# Aim of the exercise:
The records appear below. Report how many of their lines contain the word "locomotive", giving the number alone.
'''
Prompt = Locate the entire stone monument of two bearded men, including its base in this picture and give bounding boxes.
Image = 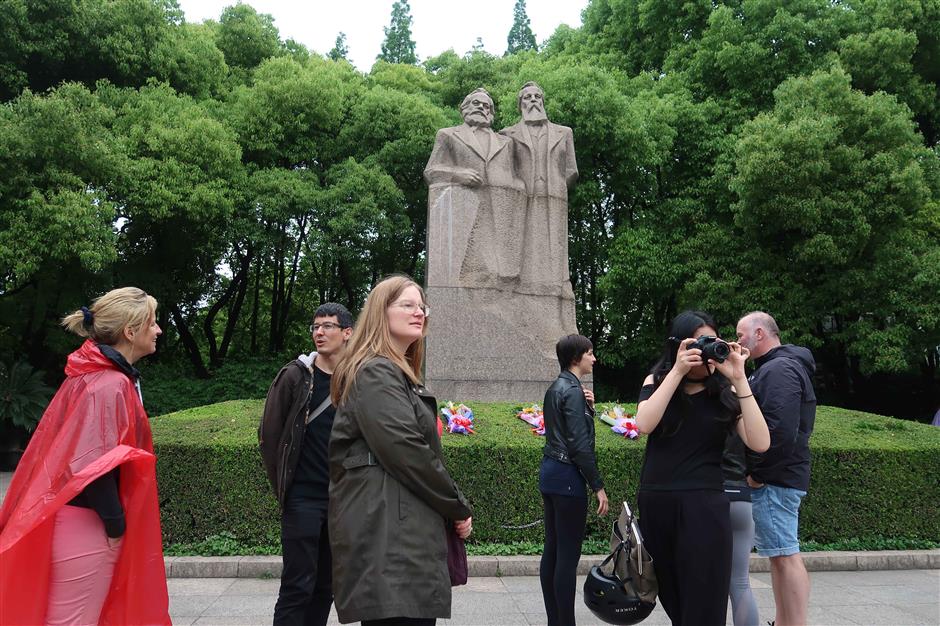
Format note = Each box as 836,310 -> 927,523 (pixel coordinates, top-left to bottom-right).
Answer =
424,83 -> 578,401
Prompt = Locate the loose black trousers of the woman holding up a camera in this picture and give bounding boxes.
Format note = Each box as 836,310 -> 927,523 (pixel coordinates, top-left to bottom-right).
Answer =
637,491 -> 731,626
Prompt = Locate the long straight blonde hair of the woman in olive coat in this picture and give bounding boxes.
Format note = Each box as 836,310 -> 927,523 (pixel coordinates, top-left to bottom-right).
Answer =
330,275 -> 428,406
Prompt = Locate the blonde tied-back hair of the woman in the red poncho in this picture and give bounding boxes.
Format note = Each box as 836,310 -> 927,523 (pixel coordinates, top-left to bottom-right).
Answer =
62,287 -> 157,346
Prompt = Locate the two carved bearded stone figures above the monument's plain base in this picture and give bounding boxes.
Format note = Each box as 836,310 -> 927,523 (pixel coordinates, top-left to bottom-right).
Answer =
424,82 -> 578,299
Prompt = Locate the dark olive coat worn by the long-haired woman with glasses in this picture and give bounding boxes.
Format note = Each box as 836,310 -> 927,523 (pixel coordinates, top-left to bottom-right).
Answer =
329,357 -> 471,624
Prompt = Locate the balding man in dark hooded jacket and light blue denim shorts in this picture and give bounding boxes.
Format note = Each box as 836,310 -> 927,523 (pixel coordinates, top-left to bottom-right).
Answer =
737,311 -> 816,626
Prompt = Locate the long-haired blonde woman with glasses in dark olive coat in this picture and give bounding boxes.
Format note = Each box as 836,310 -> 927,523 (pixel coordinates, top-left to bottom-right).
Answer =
329,276 -> 472,626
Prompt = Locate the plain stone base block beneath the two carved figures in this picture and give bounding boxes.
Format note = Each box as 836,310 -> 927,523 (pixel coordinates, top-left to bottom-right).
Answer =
425,286 -> 578,403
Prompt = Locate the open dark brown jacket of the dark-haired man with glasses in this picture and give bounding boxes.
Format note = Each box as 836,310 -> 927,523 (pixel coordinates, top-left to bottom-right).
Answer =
258,352 -> 316,505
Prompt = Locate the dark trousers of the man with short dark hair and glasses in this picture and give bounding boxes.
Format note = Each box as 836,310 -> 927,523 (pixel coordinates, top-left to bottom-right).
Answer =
274,500 -> 333,626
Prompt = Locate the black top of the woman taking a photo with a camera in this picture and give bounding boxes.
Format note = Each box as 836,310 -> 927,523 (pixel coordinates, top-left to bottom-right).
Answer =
640,385 -> 731,491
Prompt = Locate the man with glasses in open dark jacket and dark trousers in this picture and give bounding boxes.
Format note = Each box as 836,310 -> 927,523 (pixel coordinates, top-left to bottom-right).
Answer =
258,302 -> 352,626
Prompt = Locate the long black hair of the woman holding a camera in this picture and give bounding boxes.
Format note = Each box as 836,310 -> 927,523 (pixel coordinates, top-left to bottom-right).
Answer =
650,311 -> 741,436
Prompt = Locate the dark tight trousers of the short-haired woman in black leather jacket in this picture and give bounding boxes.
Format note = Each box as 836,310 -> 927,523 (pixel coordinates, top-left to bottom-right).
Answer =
539,493 -> 587,626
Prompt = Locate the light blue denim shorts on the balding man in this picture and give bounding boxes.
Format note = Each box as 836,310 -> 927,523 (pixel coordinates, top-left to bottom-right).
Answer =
751,485 -> 806,556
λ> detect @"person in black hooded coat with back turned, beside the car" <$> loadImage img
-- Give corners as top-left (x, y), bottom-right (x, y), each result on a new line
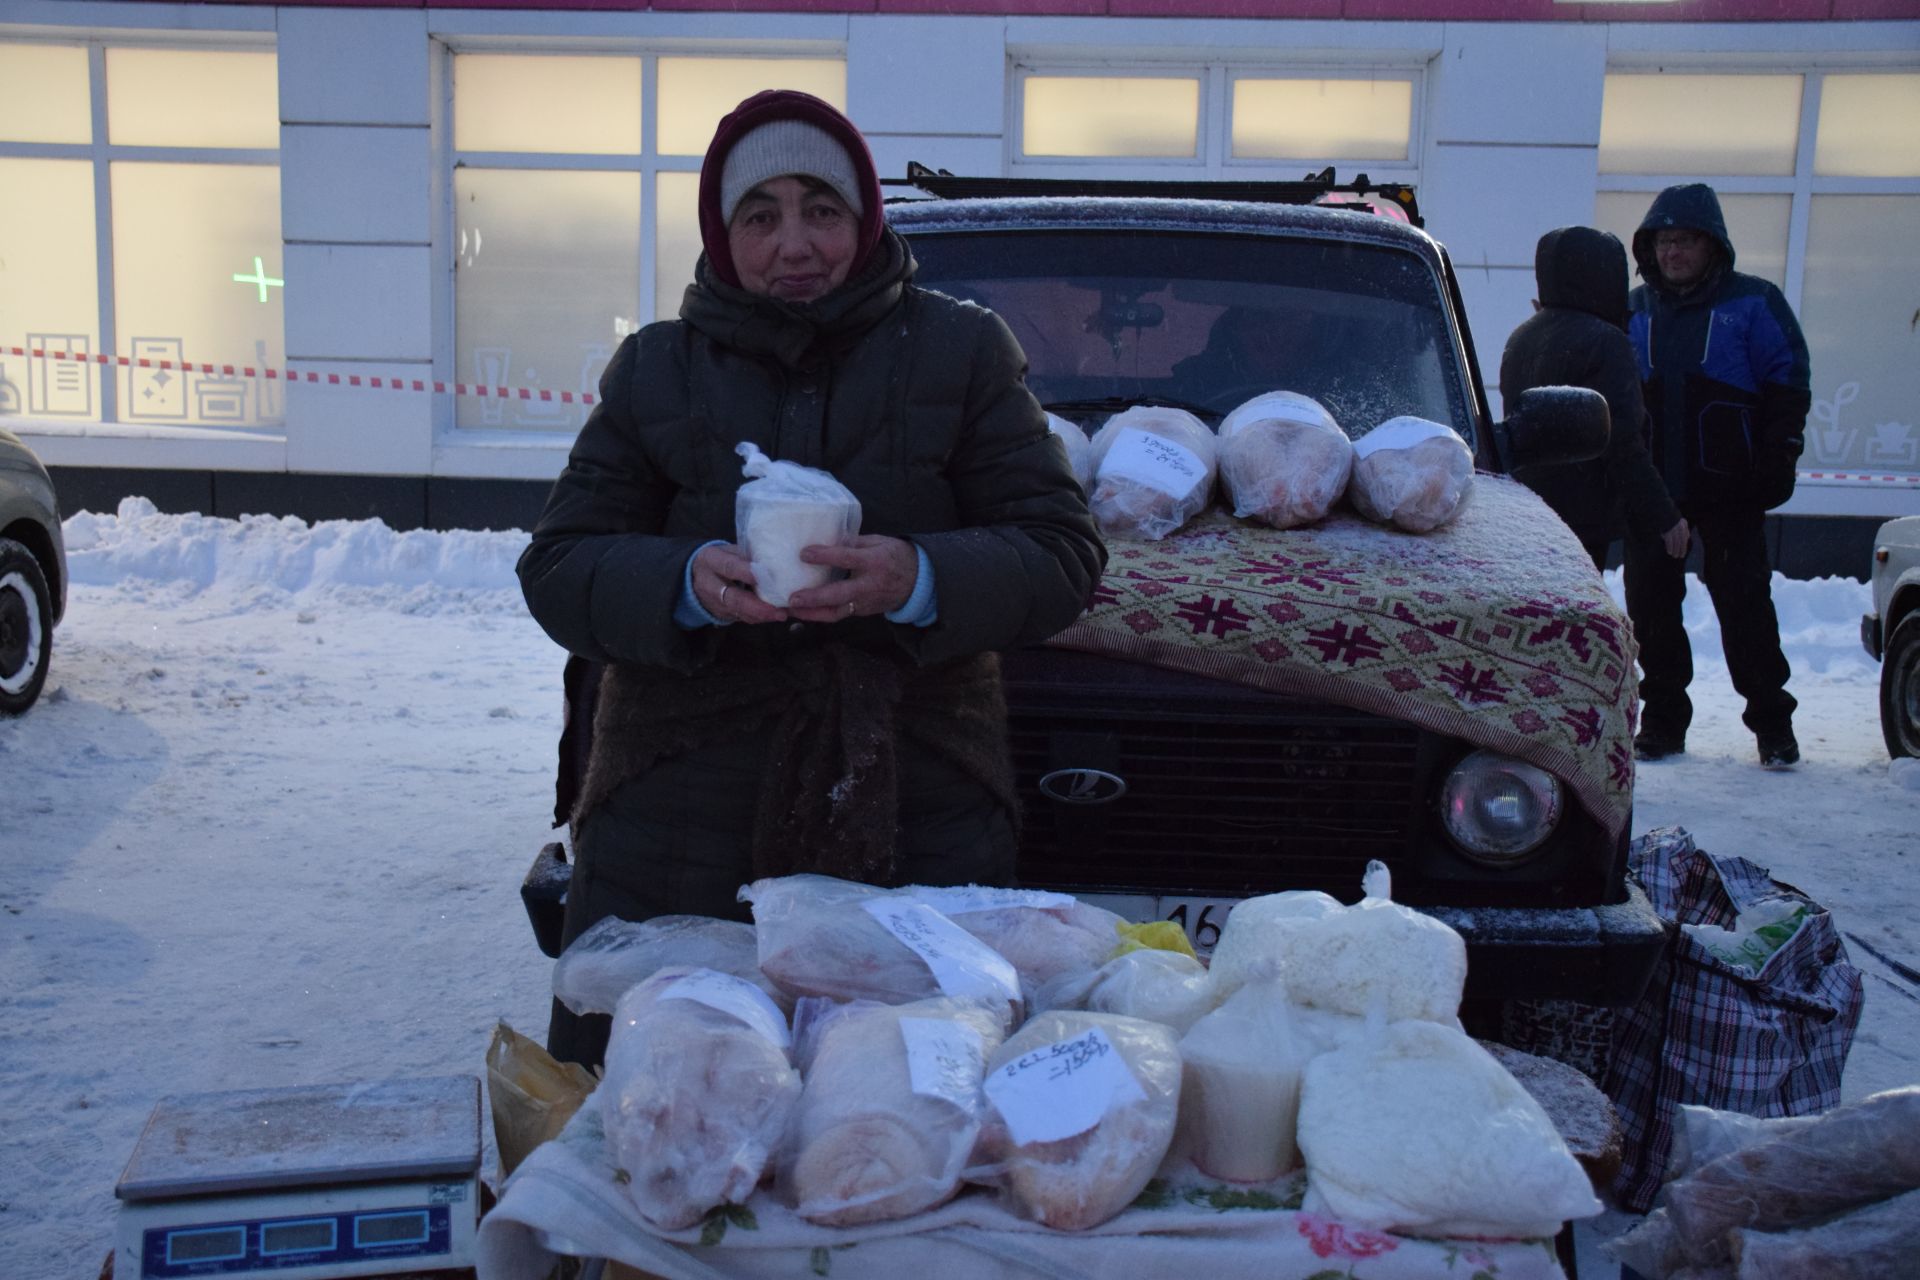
top-left (1500, 226), bottom-right (1688, 568)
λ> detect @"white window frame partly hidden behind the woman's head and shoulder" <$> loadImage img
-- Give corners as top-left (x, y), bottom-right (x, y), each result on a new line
top-left (434, 35), bottom-right (847, 445)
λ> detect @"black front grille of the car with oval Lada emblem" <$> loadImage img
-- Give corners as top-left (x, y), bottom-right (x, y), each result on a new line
top-left (1006, 651), bottom-right (1427, 896)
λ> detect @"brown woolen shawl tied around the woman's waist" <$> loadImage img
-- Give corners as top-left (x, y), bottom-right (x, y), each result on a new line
top-left (570, 643), bottom-right (1020, 885)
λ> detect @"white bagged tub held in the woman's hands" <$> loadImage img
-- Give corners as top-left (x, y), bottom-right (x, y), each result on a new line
top-left (733, 441), bottom-right (860, 608)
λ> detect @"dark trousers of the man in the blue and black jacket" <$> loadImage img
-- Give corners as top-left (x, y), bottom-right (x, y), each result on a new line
top-left (1624, 507), bottom-right (1797, 739)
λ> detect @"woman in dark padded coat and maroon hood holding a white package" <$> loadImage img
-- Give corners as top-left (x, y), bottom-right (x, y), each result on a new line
top-left (518, 90), bottom-right (1106, 1063)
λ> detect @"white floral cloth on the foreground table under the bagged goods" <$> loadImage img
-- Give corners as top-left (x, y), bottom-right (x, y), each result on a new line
top-left (478, 1094), bottom-right (1565, 1280)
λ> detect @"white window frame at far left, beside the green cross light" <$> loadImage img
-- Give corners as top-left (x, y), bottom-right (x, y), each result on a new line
top-left (0, 35), bottom-right (286, 429)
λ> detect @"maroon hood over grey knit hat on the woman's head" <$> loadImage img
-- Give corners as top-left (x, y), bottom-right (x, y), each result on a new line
top-left (699, 88), bottom-right (883, 286)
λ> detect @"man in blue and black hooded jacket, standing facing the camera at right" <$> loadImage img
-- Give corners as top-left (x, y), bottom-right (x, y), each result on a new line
top-left (1624, 182), bottom-right (1812, 770)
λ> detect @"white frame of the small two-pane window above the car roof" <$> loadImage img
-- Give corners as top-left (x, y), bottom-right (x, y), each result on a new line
top-left (1006, 56), bottom-right (1427, 182)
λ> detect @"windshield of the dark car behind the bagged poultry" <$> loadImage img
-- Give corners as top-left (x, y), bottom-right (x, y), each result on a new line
top-left (914, 230), bottom-right (1473, 443)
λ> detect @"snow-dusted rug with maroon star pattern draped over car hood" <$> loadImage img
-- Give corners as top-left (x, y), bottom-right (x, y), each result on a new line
top-left (1048, 474), bottom-right (1636, 835)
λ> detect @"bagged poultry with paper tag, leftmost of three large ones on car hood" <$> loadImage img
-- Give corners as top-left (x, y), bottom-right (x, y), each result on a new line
top-left (1087, 405), bottom-right (1219, 541)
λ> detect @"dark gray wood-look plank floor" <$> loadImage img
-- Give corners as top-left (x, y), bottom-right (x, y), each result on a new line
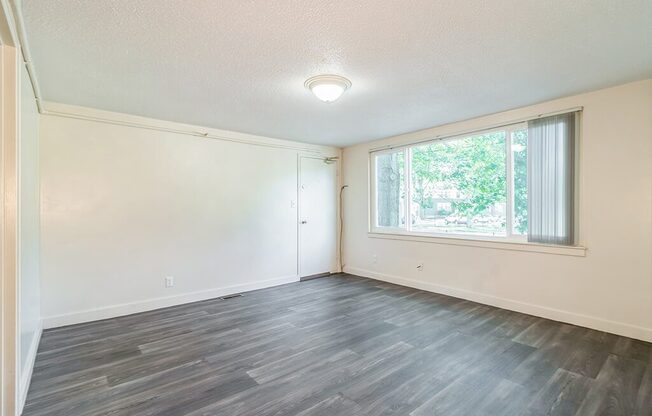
top-left (24, 275), bottom-right (652, 416)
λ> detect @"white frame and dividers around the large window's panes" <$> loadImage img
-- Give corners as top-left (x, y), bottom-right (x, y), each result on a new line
top-left (367, 115), bottom-right (587, 257)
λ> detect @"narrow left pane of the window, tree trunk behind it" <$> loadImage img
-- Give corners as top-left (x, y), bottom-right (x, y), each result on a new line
top-left (375, 150), bottom-right (405, 228)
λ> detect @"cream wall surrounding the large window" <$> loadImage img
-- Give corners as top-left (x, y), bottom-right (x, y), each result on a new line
top-left (343, 80), bottom-right (652, 341)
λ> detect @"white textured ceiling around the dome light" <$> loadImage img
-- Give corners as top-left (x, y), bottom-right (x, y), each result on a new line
top-left (23, 0), bottom-right (652, 146)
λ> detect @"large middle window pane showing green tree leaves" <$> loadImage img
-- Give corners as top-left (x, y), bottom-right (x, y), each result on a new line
top-left (410, 131), bottom-right (507, 236)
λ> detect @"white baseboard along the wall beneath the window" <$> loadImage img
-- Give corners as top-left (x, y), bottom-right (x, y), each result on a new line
top-left (344, 267), bottom-right (652, 342)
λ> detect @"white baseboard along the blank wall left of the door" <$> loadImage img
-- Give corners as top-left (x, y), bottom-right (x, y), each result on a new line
top-left (43, 275), bottom-right (299, 329)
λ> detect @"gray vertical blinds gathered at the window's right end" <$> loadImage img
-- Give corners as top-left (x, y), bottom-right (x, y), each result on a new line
top-left (527, 113), bottom-right (576, 245)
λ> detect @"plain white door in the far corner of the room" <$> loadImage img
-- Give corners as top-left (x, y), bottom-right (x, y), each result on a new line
top-left (299, 157), bottom-right (337, 277)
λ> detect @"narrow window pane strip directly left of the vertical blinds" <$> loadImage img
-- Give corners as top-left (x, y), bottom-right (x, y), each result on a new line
top-left (512, 129), bottom-right (527, 235)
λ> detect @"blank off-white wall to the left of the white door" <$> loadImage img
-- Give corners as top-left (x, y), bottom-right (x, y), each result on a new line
top-left (40, 110), bottom-right (337, 327)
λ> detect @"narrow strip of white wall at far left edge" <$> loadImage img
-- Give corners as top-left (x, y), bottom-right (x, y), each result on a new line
top-left (18, 64), bottom-right (41, 403)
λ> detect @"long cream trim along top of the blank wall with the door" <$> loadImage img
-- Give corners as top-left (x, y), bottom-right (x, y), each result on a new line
top-left (40, 101), bottom-right (339, 157)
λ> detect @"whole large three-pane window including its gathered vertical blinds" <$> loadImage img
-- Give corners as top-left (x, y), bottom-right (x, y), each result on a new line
top-left (371, 113), bottom-right (575, 245)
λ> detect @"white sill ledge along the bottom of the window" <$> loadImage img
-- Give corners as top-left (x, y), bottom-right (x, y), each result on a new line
top-left (367, 231), bottom-right (586, 257)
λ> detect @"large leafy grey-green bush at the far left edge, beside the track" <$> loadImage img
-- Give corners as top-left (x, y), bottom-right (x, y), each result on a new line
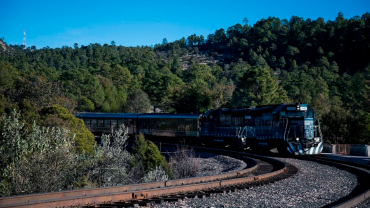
top-left (0, 111), bottom-right (78, 196)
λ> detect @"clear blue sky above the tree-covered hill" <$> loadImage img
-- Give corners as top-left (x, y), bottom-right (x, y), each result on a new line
top-left (0, 0), bottom-right (370, 48)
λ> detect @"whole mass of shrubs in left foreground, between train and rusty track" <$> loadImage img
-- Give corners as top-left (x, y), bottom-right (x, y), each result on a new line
top-left (0, 111), bottom-right (176, 196)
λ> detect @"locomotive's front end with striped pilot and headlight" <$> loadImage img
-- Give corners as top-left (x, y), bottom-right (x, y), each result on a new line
top-left (280, 104), bottom-right (323, 155)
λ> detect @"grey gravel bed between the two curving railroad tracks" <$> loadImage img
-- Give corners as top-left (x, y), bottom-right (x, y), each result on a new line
top-left (149, 158), bottom-right (357, 208)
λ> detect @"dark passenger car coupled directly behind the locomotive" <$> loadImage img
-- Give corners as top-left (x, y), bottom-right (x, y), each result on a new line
top-left (138, 113), bottom-right (201, 143)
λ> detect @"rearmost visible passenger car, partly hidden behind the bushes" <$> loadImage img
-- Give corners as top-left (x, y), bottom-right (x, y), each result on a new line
top-left (75, 112), bottom-right (139, 136)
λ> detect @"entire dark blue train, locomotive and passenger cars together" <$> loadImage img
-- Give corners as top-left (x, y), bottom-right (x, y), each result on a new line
top-left (75, 103), bottom-right (323, 155)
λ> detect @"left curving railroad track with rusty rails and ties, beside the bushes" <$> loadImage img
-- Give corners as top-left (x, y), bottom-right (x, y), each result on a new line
top-left (0, 147), bottom-right (290, 207)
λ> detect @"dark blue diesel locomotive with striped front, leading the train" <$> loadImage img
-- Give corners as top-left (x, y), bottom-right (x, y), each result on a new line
top-left (201, 104), bottom-right (323, 154)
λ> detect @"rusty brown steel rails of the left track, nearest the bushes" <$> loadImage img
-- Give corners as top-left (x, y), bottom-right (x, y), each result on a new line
top-left (0, 147), bottom-right (286, 207)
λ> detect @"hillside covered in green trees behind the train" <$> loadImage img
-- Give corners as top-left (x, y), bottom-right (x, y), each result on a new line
top-left (0, 13), bottom-right (370, 143)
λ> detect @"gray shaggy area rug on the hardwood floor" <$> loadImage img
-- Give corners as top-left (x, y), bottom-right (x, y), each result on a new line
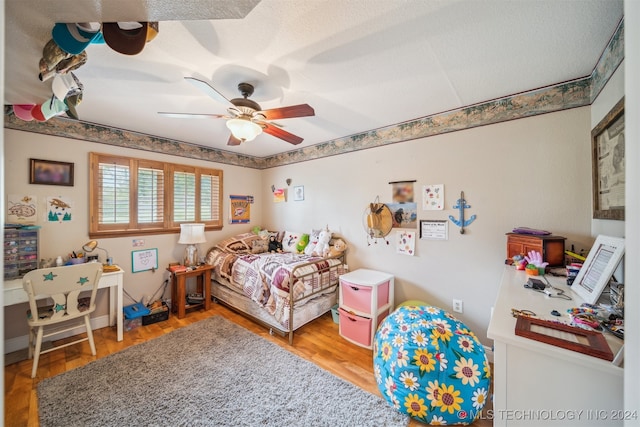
top-left (37, 316), bottom-right (408, 427)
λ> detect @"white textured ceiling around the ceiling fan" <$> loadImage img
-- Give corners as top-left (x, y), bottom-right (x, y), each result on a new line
top-left (4, 0), bottom-right (623, 157)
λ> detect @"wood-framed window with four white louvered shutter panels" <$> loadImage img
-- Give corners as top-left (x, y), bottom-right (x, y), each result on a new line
top-left (89, 153), bottom-right (222, 237)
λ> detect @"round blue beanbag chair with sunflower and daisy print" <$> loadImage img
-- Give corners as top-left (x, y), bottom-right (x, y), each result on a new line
top-left (373, 305), bottom-right (491, 425)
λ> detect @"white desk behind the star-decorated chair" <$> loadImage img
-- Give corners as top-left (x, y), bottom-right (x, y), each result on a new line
top-left (4, 269), bottom-right (124, 341)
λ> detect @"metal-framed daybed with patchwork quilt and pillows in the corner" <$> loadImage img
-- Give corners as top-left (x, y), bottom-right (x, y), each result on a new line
top-left (205, 233), bottom-right (348, 344)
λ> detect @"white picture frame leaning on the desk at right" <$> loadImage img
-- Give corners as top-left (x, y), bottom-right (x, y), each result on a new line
top-left (571, 235), bottom-right (624, 304)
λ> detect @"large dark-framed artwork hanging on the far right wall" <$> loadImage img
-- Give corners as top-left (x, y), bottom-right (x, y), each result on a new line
top-left (591, 98), bottom-right (625, 220)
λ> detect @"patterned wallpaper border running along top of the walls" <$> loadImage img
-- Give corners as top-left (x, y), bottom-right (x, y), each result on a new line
top-left (4, 21), bottom-right (624, 169)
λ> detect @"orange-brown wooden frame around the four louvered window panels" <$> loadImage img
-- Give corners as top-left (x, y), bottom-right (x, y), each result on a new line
top-left (89, 153), bottom-right (224, 238)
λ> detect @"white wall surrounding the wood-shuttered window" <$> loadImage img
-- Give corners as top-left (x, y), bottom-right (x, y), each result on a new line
top-left (4, 129), bottom-right (262, 339)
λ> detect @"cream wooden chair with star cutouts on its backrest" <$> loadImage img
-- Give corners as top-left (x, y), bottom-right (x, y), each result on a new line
top-left (22, 262), bottom-right (102, 378)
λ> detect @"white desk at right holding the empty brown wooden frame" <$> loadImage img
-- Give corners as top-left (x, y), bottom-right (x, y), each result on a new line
top-left (487, 266), bottom-right (624, 427)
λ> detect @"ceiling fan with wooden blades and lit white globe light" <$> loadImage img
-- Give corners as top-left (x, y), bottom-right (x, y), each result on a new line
top-left (158, 77), bottom-right (315, 145)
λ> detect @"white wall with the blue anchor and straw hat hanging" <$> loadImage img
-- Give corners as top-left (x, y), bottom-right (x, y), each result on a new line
top-left (262, 107), bottom-right (593, 345)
'''
# Answer to the exercise:
4